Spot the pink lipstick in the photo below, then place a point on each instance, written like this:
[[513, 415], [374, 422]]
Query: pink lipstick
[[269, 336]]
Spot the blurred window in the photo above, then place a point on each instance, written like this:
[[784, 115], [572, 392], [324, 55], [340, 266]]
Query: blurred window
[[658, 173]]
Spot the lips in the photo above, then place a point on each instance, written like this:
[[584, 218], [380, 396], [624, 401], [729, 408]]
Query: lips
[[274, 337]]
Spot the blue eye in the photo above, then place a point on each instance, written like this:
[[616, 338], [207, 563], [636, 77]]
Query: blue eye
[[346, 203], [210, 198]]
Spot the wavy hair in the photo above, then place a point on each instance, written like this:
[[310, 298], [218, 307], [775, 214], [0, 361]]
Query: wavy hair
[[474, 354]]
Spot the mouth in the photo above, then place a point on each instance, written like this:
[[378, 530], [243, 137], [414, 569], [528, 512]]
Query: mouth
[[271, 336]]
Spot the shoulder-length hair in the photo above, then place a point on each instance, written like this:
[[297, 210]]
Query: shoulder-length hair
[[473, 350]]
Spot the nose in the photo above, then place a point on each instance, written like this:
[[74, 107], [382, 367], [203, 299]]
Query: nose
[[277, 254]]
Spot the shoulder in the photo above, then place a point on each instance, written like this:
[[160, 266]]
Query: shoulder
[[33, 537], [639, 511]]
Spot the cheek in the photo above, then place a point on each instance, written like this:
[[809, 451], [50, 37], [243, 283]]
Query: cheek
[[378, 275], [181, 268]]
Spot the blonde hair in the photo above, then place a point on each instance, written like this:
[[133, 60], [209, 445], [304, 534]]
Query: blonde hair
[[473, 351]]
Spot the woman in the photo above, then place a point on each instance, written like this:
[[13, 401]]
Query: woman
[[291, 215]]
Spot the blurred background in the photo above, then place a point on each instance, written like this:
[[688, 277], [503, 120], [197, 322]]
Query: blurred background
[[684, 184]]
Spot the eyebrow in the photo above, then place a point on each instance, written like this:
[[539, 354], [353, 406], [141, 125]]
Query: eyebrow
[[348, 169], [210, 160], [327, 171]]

○ ○ ○

Could you rewrite the material above as a numbered list, from its first line through the line containing "[[33, 537], [639, 511]]", leaving out blank lines?

## Task result
1. Spot the pink lipstick in the photo below, then place a point on each instance, written like this:
2. [[513, 415], [374, 422]]
3. Query: pink lipstick
4. [[269, 336]]
5. Spot the blurred window in the photo above, then place a point on each instance, written like this:
6. [[784, 115], [572, 392], [324, 55], [340, 266]]
7. Query: blurred window
8. [[658, 173]]
9. Spot the lips in the photo above, then place a point on each instance, written like this:
10. [[584, 218], [380, 396], [624, 401], [729, 408]]
11. Query: lips
12. [[274, 337]]
13. Spot the blue eye in the photo above, then place a point on each instance, written like this:
14. [[616, 338], [207, 563], [636, 77]]
15. Query: blue eye
16. [[346, 203], [210, 198]]
17. Spot the wavy hair in the photo above, then place a point on each instance, written like this:
18. [[310, 298], [218, 307], [775, 214], [0, 361]]
19. Query: wavy hair
20. [[474, 354]]
21. Spot the mouth in the photo above, then place a point on each instance, written like this:
22. [[378, 530], [243, 137], [414, 569], [528, 512]]
23. Query: mouth
24. [[271, 336]]
25. Spot the shoulder-length hair in the photo above, then place a point on each instance, written like this:
26. [[297, 210]]
27. Query: shoulder-length hair
28. [[473, 350]]
29. Spot the nose in the photo above, then place a point on each instance, written like this:
30. [[74, 107], [382, 367], [203, 299]]
31. Query: nose
32. [[277, 254]]
33. Spot the shoulder in the photo above, then place a point on each instance, written like this:
34. [[160, 266]]
35. Query: shoulder
36. [[33, 537], [639, 511]]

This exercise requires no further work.